──────── Material for the task ────────

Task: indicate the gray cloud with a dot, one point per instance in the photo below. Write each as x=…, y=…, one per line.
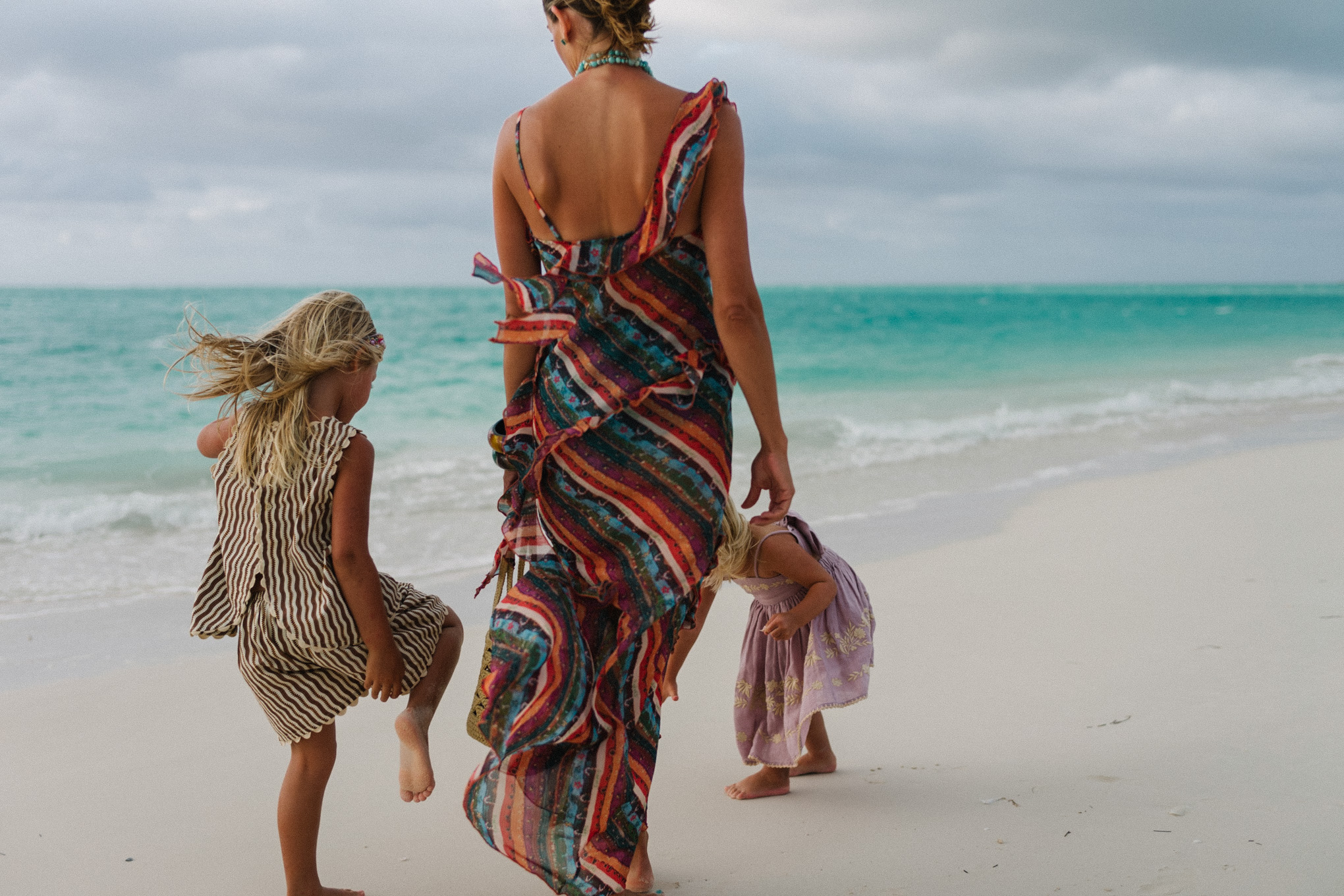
x=963, y=140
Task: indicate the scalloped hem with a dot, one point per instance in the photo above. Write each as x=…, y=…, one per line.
x=753, y=761
x=319, y=727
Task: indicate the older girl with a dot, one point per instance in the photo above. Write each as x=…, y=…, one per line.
x=318, y=625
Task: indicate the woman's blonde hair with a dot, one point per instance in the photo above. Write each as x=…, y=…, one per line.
x=734, y=554
x=264, y=381
x=627, y=20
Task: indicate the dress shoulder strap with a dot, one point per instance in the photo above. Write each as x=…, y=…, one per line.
x=518, y=148
x=685, y=155
x=756, y=566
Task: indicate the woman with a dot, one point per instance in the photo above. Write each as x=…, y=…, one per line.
x=617, y=437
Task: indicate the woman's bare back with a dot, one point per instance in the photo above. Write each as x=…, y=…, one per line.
x=592, y=150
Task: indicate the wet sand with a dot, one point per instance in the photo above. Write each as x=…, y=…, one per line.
x=1120, y=649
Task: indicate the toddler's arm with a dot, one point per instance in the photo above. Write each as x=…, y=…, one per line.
x=358, y=575
x=686, y=640
x=785, y=557
x=211, y=439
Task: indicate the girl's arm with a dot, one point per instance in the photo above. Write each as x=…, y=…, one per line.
x=686, y=640
x=738, y=315
x=785, y=557
x=358, y=575
x=211, y=439
x=518, y=257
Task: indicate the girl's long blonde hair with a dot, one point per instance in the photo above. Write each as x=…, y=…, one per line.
x=264, y=381
x=734, y=554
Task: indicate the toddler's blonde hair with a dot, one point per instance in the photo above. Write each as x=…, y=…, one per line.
x=734, y=554
x=329, y=329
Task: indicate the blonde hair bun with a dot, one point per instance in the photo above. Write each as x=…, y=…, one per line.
x=629, y=22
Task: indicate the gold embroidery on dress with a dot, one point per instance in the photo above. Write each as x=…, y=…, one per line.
x=849, y=641
x=862, y=672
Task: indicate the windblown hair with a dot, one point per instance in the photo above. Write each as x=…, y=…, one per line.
x=627, y=20
x=734, y=557
x=264, y=381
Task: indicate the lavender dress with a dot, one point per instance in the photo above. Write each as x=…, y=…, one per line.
x=824, y=665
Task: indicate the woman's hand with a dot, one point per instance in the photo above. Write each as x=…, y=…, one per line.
x=383, y=675
x=781, y=627
x=770, y=474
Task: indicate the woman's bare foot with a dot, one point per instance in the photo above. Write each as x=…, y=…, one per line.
x=417, y=774
x=811, y=764
x=768, y=782
x=640, y=880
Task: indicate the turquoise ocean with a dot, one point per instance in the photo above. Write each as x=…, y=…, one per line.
x=910, y=410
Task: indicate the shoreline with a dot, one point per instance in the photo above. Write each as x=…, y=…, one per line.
x=1045, y=699
x=140, y=633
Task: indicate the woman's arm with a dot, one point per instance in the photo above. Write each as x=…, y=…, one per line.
x=738, y=314
x=358, y=575
x=686, y=640
x=213, y=438
x=518, y=257
x=785, y=557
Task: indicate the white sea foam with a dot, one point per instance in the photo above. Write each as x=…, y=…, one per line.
x=846, y=442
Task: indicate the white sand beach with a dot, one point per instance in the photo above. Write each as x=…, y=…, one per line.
x=1133, y=686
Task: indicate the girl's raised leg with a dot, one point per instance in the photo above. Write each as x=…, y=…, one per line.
x=300, y=813
x=819, y=758
x=417, y=774
x=640, y=880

────────

(What you are asked to do)
Repeat all of the records above line for line, leaving out the pictures.

(Answer to the exercise)
Task: indicate the gray cloud with a dot, one point per instance in the photo below. Write each as x=…, y=…, one per line.
x=963, y=140
Task: indicate the scalloped hem with a dot, one point per instance in the photo above. Write each as x=…, y=…, one per line.
x=753, y=761
x=319, y=727
Task: indicate the older girl with a dot, one point per instance in the photo above. Write each as x=…, y=…, one per line.
x=318, y=625
Task: indicate the woman's blonde hair with a dot, one point per instance in the photo above. Write each as x=…, y=…, one per line.
x=734, y=554
x=264, y=381
x=627, y=20
Task: indicate the dress shoulder strap with a dot, one point per instance in the photo above. Write each as x=…, y=…, one per line.
x=518, y=148
x=685, y=155
x=756, y=566
Task: indicate the woman with a dot, one point per instance in the photo above. Write each as x=…, y=…, one per line.
x=617, y=437
Task: indicate the woman's bare back with a dot, one point per instance in the photo above. Write each as x=…, y=…, one per line.
x=592, y=150
Task: indicate the wet sand with a dot, one point per instance in the photo above. Write each as x=…, y=…, one per line.
x=1120, y=649
Task: indicate the toddler's arm with a dot, one point per instance in the photo above. Write each as x=…, y=…, one per line.
x=358, y=575
x=686, y=640
x=785, y=557
x=211, y=439
Task: indicate the girl's arm with a dot, one point per instance in the photo above. Write each as x=…, y=…, one per line.
x=686, y=640
x=738, y=315
x=785, y=557
x=358, y=575
x=211, y=439
x=518, y=257
Task: indicate the girl's long blonde hair with a dot, one point per instance in the photo above. Write each as x=…, y=…, one per line.
x=264, y=381
x=734, y=554
Task: indicate the toddler's blonde hair with a dot, one point per instance in the photo above. Write each as x=…, y=…, one per line.
x=734, y=554
x=329, y=329
Task: indicate the blonde hair bun with a dot, one point per instance in the photo above. Write each as x=…, y=…, one per line.
x=629, y=22
Task: indicate the gold embroidery on dress with a dot, one point per instance in the photo above. Write each as x=…, y=…, one per line.
x=849, y=641
x=862, y=672
Task: indicate the windblown hair with a dot, one point per instance in the photo above. Write each as x=…, y=…, one per line.
x=627, y=20
x=734, y=557
x=264, y=381
Task: indicate the lavender dress with a dot, one point per instance in the photo above. Write each as x=…, y=…, one per line.
x=824, y=665
Task: indicate the woman's hand with a dot, one point per instance in the photo above. Write each as x=…, y=…, one per line.
x=383, y=675
x=781, y=627
x=770, y=474
Task: indicate the woman's bare foot with a dot, one point per instance in the photo above. Write each as x=…, y=…, one per line.
x=417, y=774
x=811, y=764
x=768, y=782
x=640, y=880
Task: indicate the turquoise ocean with a dot, one point per instance in the photo above. Write each as x=…, y=…, one per line.
x=910, y=410
Task: indicate the shoreline with a dot, one point per instance in the photo above. Write each as x=…, y=…, one per line.
x=1045, y=699
x=140, y=633
Task: indicate the woman's arm with a dot, one point per instance in the photo above. Write each as x=…, y=…, one per line.
x=738, y=314
x=358, y=575
x=686, y=640
x=213, y=438
x=518, y=257
x=785, y=557
Task: indicate the white sea foam with a dot, one point per instance in the photo above. Write each as x=…, y=…, one per line.
x=846, y=442
Task: indicate the white sand beach with a dot, one point per instance in the photo above. Write each as x=…, y=…, one per line.
x=1133, y=686
Task: indicate the girl's raised leg with a dot, one point per instance in the photo above. Write each as x=…, y=…, one per line.
x=300, y=813
x=819, y=758
x=417, y=774
x=640, y=880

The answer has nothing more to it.